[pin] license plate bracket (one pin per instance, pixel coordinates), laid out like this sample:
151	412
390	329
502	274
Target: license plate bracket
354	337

_Aim of the task_:
The listing above is to be reproduced without a single change.

_Task output_:
[pin] license plate bracket (one pin per instance, pixel coordinates), laid out like this sample:
151	412
390	329
502	274
Target: license plate bracket
354	337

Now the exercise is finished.